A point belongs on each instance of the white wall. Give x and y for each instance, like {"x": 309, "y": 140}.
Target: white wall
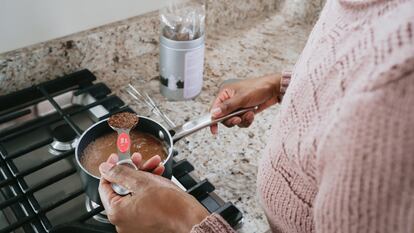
{"x": 26, "y": 22}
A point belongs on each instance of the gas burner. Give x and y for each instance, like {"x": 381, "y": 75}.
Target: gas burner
{"x": 64, "y": 139}
{"x": 101, "y": 217}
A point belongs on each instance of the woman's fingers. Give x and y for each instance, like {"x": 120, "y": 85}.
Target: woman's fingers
{"x": 232, "y": 121}
{"x": 107, "y": 194}
{"x": 151, "y": 163}
{"x": 113, "y": 158}
{"x": 247, "y": 119}
{"x": 137, "y": 159}
{"x": 159, "y": 170}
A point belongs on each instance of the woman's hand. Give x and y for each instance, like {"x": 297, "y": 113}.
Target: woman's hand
{"x": 262, "y": 92}
{"x": 155, "y": 203}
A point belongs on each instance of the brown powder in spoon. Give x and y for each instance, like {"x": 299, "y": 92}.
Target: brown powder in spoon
{"x": 123, "y": 120}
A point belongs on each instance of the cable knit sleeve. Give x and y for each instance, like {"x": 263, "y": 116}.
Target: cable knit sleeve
{"x": 366, "y": 162}
{"x": 214, "y": 223}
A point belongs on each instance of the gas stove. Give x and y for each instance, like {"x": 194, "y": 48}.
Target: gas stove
{"x": 40, "y": 189}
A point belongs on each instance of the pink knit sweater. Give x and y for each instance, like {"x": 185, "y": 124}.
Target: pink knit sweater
{"x": 341, "y": 158}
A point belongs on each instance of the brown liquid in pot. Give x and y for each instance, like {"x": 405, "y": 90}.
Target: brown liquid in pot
{"x": 101, "y": 148}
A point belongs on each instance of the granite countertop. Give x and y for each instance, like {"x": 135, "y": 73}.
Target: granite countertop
{"x": 244, "y": 39}
{"x": 229, "y": 161}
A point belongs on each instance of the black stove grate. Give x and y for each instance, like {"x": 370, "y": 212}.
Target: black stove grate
{"x": 19, "y": 196}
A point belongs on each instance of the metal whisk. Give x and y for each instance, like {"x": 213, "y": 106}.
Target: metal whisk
{"x": 143, "y": 97}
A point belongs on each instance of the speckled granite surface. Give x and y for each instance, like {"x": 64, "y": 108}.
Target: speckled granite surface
{"x": 245, "y": 39}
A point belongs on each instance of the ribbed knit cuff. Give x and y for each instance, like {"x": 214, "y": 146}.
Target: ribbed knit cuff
{"x": 214, "y": 223}
{"x": 284, "y": 83}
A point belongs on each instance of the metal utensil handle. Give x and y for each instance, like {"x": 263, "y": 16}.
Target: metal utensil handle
{"x": 120, "y": 190}
{"x": 204, "y": 121}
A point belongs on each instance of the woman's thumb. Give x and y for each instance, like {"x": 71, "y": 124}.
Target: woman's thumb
{"x": 226, "y": 107}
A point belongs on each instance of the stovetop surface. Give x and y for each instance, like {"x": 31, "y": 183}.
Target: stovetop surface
{"x": 40, "y": 189}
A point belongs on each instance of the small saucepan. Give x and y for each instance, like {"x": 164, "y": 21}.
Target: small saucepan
{"x": 146, "y": 125}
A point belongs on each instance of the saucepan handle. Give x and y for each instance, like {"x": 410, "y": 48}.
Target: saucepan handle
{"x": 190, "y": 127}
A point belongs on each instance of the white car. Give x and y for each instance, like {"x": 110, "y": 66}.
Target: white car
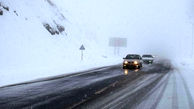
{"x": 132, "y": 61}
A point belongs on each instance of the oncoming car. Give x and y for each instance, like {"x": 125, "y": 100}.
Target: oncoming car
{"x": 132, "y": 61}
{"x": 147, "y": 59}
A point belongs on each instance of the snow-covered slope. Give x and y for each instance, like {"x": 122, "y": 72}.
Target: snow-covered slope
{"x": 28, "y": 51}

Work instruction: In the records above, find the line containing "A point belongs on each instance of the woman's fingers." and output every line from the first through that one, exactly, omitting pictures.

Your response:
A point belongs on each instance of the white wall. Give x and y for each instance, like {"x": 309, "y": 140}.
Target: white wall
{"x": 26, "y": 22}
A point belongs on each instance of the gas burner. Give x and y for each instance, like {"x": 381, "y": 75}.
Target: gas burner
{"x": 64, "y": 139}
{"x": 101, "y": 217}
A point belongs on each instance of the woman's fingers. Give x and y for each instance, like {"x": 120, "y": 85}.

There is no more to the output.